* TRECHO DO DOCUMENTO
__________
No mundo microscópico, os vírus assumem diferentes papéis dentro de uma ordem natural. Quando um vírus surge, outro pode cair. Essa ordem segue padrões, como vemos nas variações sazonais dos vírus. A interferência humana pode perturbar esses padrões, criando muitas vezes problemas mais complexos, muitos dos quais ainda permanecem um mistério.
COVID veio, Yamagata saiu
Os surtos de gripe sazonal são provocados principalmente pelos vírus influenza A e B, classificados em duas linhagens principais com base em variações nas suas proteínas de superfície, particularmente a hemaglutinina e a neuraminidase.
A linhagem influenza A inclui os subtipos mais comuns de H1N1 e H3N2, enquanto os vírus influenza B são classificados em duas linhagens: Victoria, que infecta principalmente crianças, e Yamagata, que infecta principalmente adultos. Esses vírus têm o nome dos locais onde foram identificados pela primeira vez e circulam globalmente desde 2001.
Um estudo realizado em 31 países descobriu que o vírus influenza B foi responsável por cerca de 23% dos casos, tornando-se dominante em cerca de uma em cada sete estações.
De acordo com um artigo da Nature Communications, a linhagem da gripe B Yamagata não é detectada desde abril de 2020. Esta parece ser uma consequência surpreendente da pandemia de COVID-19, e eles dão crédito a medidas de saúde pública, como restrições de viagens.
__________
* DADOS EM ESTUDO

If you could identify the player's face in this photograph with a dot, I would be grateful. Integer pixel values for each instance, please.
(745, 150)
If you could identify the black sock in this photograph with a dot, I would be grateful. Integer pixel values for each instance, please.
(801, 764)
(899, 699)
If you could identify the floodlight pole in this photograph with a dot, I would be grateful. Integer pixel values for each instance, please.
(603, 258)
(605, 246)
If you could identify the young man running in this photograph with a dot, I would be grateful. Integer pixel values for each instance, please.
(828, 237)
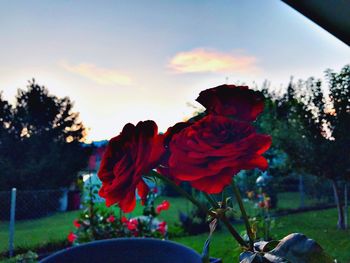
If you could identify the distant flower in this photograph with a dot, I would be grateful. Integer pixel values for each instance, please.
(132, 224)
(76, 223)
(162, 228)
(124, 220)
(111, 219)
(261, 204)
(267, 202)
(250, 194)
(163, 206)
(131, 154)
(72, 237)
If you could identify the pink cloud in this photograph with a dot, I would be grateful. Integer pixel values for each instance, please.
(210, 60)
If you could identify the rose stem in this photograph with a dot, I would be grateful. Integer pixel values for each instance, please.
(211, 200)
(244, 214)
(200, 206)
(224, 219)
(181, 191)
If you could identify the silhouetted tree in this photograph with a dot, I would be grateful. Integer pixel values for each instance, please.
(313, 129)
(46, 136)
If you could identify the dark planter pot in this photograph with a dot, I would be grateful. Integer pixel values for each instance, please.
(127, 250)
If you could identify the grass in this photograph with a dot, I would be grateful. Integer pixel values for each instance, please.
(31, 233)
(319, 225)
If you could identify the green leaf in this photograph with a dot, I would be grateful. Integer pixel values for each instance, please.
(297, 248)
__________
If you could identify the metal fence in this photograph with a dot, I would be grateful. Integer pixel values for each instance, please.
__________
* COMPLETE O SEGUINTE
- a) Indique se cada afirmação a seguir está de acordo com o trecho sobre os vírus da gripe, respondendo sim ou não e citando literalmente as palavras do trecho que decidem a resposta. (i) A linhagem Victoria infecta principalmente adultos. (ii) O estudo sobre o vírus influenza B foi realizado em 31 países. (iii) A linhagem Yamagata não é detectada desde abril de 2020.
- b) Segundo o trecho sobre os vírus da gripe, quais proteínas de superfície são citadas em particular como base para classificar os vírus influenza?

* RESPOSTAS POR TAREFA
- a)
(i) Não: "Victoria, que infecta principalmente crianças".
(ii) Sim: "Um estudo realizado em 31 países".
(iii) Sim: "a linhagem da gripe B Yamagata não é detectada desde abril de 2020".

- b) A hemaglutinina e a neuraminidase.